### Requirement
Take the data that follows and retype it word for word.

### Data supplied
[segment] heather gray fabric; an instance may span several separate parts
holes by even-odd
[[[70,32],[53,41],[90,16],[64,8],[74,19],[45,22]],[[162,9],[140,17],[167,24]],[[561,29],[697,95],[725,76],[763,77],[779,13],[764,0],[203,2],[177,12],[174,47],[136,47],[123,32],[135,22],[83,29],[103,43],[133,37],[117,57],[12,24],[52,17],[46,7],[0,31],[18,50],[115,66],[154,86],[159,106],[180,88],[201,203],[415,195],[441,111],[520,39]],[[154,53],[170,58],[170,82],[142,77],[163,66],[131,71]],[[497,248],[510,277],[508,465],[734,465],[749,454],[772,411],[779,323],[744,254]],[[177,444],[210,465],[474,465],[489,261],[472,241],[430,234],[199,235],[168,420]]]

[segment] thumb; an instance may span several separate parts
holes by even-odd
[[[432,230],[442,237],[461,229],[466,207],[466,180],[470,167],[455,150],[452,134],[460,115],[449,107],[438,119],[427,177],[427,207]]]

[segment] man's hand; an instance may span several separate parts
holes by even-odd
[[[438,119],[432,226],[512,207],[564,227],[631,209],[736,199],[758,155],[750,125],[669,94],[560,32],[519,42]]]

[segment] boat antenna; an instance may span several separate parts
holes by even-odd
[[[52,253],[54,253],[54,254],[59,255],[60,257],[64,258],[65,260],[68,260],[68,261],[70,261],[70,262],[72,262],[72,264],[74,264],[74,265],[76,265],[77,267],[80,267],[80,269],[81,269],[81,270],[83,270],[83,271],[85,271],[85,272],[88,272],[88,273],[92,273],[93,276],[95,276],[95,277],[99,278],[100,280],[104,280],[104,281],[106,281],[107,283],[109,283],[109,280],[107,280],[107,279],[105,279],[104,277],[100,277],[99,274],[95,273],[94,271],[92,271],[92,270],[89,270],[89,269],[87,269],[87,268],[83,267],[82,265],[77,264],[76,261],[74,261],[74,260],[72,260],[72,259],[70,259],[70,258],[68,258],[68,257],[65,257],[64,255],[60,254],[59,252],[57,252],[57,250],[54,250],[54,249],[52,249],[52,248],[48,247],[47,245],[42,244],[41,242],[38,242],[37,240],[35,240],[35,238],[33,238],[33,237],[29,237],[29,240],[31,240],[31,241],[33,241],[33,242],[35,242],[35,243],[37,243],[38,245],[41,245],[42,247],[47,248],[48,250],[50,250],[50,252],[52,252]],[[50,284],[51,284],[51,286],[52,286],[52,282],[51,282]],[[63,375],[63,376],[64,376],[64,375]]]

### Output
[segment] heather gray fabric; an instance may span several separate parts
holes by even-odd
[[[70,32],[53,41],[90,16],[64,8],[74,19],[45,22]],[[162,9],[140,17],[167,24]],[[561,29],[697,95],[725,76],[763,77],[779,13],[764,0],[203,2],[177,12],[174,47],[136,47],[123,32],[135,22],[83,29],[103,43],[133,37],[117,57],[12,24],[52,17],[46,7],[0,31],[18,50],[115,66],[154,86],[159,106],[180,88],[201,203],[415,195],[441,111],[520,39]],[[154,53],[170,58],[170,82],[142,77],[163,66],[131,71]],[[497,248],[510,277],[508,465],[734,465],[749,454],[772,411],[779,323],[744,254]],[[177,444],[210,465],[474,465],[489,261],[472,241],[430,234],[199,235],[168,420]]]

[segment] thumb; an instance may span several separate parts
holes by even-odd
[[[432,230],[442,237],[461,229],[466,207],[466,180],[470,167],[455,150],[452,134],[460,115],[449,107],[438,119],[427,177],[427,207]]]

[segment] man's hand; an instance may span several separate parts
holes by even-odd
[[[438,119],[432,226],[512,207],[564,227],[631,209],[736,199],[758,155],[750,125],[669,94],[560,32],[519,42]]]

[segment] boat antenna; an instance may span several separate parts
holes by even-odd
[[[52,253],[54,253],[54,254],[59,255],[60,257],[64,258],[65,260],[68,260],[68,261],[70,261],[70,262],[72,262],[72,264],[74,264],[74,265],[76,265],[77,267],[80,267],[80,269],[81,269],[81,270],[83,270],[83,271],[85,271],[85,272],[88,272],[88,273],[92,273],[93,276],[95,276],[95,277],[99,278],[100,280],[104,280],[104,281],[106,281],[107,283],[109,283],[109,280],[107,280],[107,279],[105,279],[104,277],[100,277],[99,274],[95,273],[94,271],[92,271],[92,270],[89,270],[89,269],[87,269],[87,268],[83,267],[82,265],[77,264],[76,261],[74,261],[74,260],[72,260],[72,259],[70,259],[70,258],[68,258],[68,257],[65,257],[64,255],[60,254],[59,252],[57,252],[57,250],[54,250],[54,249],[52,249],[52,248],[48,247],[47,245],[42,244],[41,242],[38,242],[37,240],[35,240],[35,238],[33,238],[33,237],[29,237],[29,240],[31,240],[31,241],[33,241],[33,242],[35,242],[35,243],[37,243],[38,245],[41,245],[42,247],[47,248],[48,250],[50,250],[50,252],[52,252]],[[50,284],[51,284],[51,286],[52,286],[52,282],[51,282]],[[63,375],[63,376],[64,376],[64,375]]]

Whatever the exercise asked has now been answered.